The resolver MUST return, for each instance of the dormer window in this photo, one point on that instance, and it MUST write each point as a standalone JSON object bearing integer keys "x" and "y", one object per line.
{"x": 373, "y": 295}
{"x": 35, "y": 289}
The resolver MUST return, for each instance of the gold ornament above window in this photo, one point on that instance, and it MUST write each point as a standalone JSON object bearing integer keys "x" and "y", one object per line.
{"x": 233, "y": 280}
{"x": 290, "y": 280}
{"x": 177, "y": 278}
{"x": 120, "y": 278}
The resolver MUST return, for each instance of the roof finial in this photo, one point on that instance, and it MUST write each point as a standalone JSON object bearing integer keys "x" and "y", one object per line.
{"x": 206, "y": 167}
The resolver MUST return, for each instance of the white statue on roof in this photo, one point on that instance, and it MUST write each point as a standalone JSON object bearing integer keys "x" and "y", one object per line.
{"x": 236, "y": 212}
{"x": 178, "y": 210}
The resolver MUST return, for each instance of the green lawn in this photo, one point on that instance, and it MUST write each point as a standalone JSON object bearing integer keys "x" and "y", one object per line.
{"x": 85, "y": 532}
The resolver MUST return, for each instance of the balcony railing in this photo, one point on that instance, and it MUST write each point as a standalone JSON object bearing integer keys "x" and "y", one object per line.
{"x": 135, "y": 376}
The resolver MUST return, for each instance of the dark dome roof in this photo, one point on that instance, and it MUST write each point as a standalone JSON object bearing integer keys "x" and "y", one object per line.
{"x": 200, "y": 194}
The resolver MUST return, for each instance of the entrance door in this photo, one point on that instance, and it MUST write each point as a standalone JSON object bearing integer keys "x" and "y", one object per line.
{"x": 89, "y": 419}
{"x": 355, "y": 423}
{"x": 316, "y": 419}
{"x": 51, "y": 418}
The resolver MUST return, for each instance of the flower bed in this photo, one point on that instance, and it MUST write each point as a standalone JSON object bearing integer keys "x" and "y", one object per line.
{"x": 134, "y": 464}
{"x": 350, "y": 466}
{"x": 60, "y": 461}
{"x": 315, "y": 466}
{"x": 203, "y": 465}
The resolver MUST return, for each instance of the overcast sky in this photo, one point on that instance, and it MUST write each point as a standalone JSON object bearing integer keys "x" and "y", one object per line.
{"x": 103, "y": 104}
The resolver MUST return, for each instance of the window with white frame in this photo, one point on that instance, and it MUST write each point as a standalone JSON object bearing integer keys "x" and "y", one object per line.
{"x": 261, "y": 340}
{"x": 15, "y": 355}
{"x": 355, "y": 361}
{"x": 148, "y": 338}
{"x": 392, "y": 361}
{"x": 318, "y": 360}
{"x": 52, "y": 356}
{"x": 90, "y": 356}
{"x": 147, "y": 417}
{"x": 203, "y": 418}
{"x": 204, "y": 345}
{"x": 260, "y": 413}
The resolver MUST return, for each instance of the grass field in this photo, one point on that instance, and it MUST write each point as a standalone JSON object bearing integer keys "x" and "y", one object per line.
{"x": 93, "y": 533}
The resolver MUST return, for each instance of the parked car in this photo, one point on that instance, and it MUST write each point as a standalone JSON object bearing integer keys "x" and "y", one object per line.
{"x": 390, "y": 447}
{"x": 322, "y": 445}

※ ※ ※

**ASSIGNMENT**
Word for word, write out every record in the listing.

**RESULT OF THIS EXERCISE**
The resolver MUST return, for each instance of the dormer window in this photo, one point on that instance, and it MUST write each point as a standalone JSON object bearing integer keys "x" and "y", one object per line.
{"x": 373, "y": 295}
{"x": 35, "y": 289}
The resolver MUST return, for each instance of the gold ornament above window in this photo, one point on that instance, and it MUST write each point as a standalone JSON object bearing integer keys "x" and "y", one object per line.
{"x": 233, "y": 280}
{"x": 290, "y": 280}
{"x": 177, "y": 278}
{"x": 120, "y": 278}
The resolver MUST return, for each instance of the roof finial in this photo, one point on that instance, and it MUST write each point as a standalone JSON object bearing integer keys "x" and "y", one object per line.
{"x": 206, "y": 167}
The resolver MUST return, for each instance of the white statue on roof in this photo, one point on that instance, and it MUST write each point as a standalone JSON object bearing integer keys "x" and "y", one object per line.
{"x": 236, "y": 212}
{"x": 178, "y": 210}
The resolver MUST return, for each instance of the green lawn in this photo, one point on that instance, and it MUST write each point as a standalone JSON object bearing integer keys "x" and "y", one object per line.
{"x": 85, "y": 532}
The resolver MUST return, for each instance of the balcony railing in this photo, one point on that instance, and it MUST write each point as a standalone JSON object bearing integer keys "x" and "y", one object per line.
{"x": 135, "y": 376}
The resolver MUST return, for each instance of the dark dome roof in this photo, one point on that instance, and it MUST write each point as a standalone JSON object bearing integer keys "x" and "y", one object per line.
{"x": 200, "y": 194}
The resolver MUST return, for each instance of the entrance door in this photo, one point on that instance, and it MUST write each point as a standalone JSON object bearing integer keys "x" and "y", one object per line.
{"x": 89, "y": 419}
{"x": 355, "y": 423}
{"x": 316, "y": 419}
{"x": 51, "y": 418}
The resolver MUST return, for each instance of the flower bed in this photo, one point on that instance, and it MUST write each point as a standalone JSON object bearing integer keys "x" and "y", one object per line.
{"x": 134, "y": 464}
{"x": 350, "y": 466}
{"x": 60, "y": 461}
{"x": 315, "y": 466}
{"x": 203, "y": 465}
The resolver MUST return, for each instance of the overcast sky in this photo, one point on that instance, and it MUST write each point as a standalone JSON object bearing integer keys "x" and "y", one object per line.
{"x": 103, "y": 104}
The resolver MUST return, for each instance of the window with white frame in this photo, one point on that instance, and it MUST write each point as a standalone JSON object bearing integer keys "x" and "y", one object per line.
{"x": 261, "y": 340}
{"x": 15, "y": 355}
{"x": 355, "y": 361}
{"x": 148, "y": 338}
{"x": 392, "y": 361}
{"x": 318, "y": 360}
{"x": 52, "y": 356}
{"x": 90, "y": 356}
{"x": 147, "y": 417}
{"x": 203, "y": 418}
{"x": 204, "y": 345}
{"x": 260, "y": 413}
The resolver MUST return, for each instance of the grass field in this photo, one point on that instance, and it MUST write each point as a standalone JSON object bearing integer keys "x" and "y", one object per line.
{"x": 93, "y": 533}
The resolver MUST return, for each instance of the parked car in this photo, one point on that instance, and it MUST write each point as a standalone JSON object bearing integer keys "x" and "y", one object per line.
{"x": 390, "y": 447}
{"x": 322, "y": 445}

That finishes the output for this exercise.